### Problem to solve:
Reprint the entire listing exactly.

◇ ◇ ◇ ◇ ◇

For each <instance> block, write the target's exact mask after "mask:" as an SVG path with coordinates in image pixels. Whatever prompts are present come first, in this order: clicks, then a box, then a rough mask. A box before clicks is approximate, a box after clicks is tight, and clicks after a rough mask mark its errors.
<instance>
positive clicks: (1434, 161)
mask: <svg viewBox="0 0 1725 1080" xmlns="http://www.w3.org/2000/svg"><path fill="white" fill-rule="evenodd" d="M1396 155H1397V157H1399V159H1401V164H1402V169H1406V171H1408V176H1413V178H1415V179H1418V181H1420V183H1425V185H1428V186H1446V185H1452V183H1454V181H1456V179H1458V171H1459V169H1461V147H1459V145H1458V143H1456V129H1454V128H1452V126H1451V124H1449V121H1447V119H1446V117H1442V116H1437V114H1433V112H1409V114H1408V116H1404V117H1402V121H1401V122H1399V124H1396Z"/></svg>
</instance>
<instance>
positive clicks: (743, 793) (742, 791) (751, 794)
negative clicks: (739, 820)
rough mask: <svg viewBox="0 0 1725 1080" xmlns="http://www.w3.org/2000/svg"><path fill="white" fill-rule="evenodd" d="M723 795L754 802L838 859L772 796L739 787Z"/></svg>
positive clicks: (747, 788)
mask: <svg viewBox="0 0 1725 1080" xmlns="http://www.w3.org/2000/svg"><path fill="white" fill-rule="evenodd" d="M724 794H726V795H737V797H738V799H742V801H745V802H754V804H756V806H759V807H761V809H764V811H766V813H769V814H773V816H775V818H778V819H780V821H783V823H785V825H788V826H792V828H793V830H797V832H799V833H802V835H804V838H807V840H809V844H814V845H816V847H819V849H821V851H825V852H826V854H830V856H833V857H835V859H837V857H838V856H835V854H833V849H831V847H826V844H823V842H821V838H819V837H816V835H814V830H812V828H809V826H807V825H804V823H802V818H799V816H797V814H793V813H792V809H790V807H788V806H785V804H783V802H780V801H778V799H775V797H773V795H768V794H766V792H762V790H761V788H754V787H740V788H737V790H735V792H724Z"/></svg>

◇ ◇ ◇ ◇ ◇

### Response to this exercise:
For each <instance> block, write the target's exact mask after "mask:" as an SVG path with coordinates in image pixels. Whatever prompts are present come first, in this order: clicks, then a box, then a rough mask. A box before clicks is approximate, a box after clicks is tight, and clicks after a rough mask mark its errors.
<instance>
positive clicks: (1434, 161)
mask: <svg viewBox="0 0 1725 1080" xmlns="http://www.w3.org/2000/svg"><path fill="white" fill-rule="evenodd" d="M1396 155H1397V157H1399V159H1401V164H1402V169H1406V171H1408V176H1413V178H1415V179H1418V181H1420V183H1425V185H1428V186H1446V185H1452V183H1454V181H1456V179H1458V171H1459V169H1461V147H1459V145H1458V143H1456V129H1454V128H1452V126H1451V124H1449V121H1447V119H1446V117H1442V116H1437V114H1433V112H1409V114H1408V116H1404V117H1402V121H1401V122H1399V124H1396Z"/></svg>
</instance>
<instance>
positive clicks: (743, 793) (742, 791) (751, 794)
negative clicks: (739, 820)
rough mask: <svg viewBox="0 0 1725 1080" xmlns="http://www.w3.org/2000/svg"><path fill="white" fill-rule="evenodd" d="M723 795L754 802L838 859L772 796L739 787Z"/></svg>
positive clicks: (747, 788)
mask: <svg viewBox="0 0 1725 1080" xmlns="http://www.w3.org/2000/svg"><path fill="white" fill-rule="evenodd" d="M724 794H726V795H737V797H738V799H742V801H745V802H754V804H756V806H759V807H761V809H764V811H766V813H769V814H773V816H775V818H778V819H780V821H783V823H785V825H788V826H792V828H793V830H797V832H799V833H802V835H804V838H807V840H809V844H814V845H816V847H819V849H821V851H825V852H826V854H830V856H833V857H835V859H837V857H838V856H835V854H833V849H831V847H826V844H823V842H821V838H819V837H816V835H814V830H812V828H809V826H807V825H804V823H802V818H799V816H797V814H793V813H792V809H790V807H788V806H785V804H783V802H780V801H778V799H775V797H773V795H768V794H766V792H762V790H761V788H754V787H740V788H737V790H735V792H724Z"/></svg>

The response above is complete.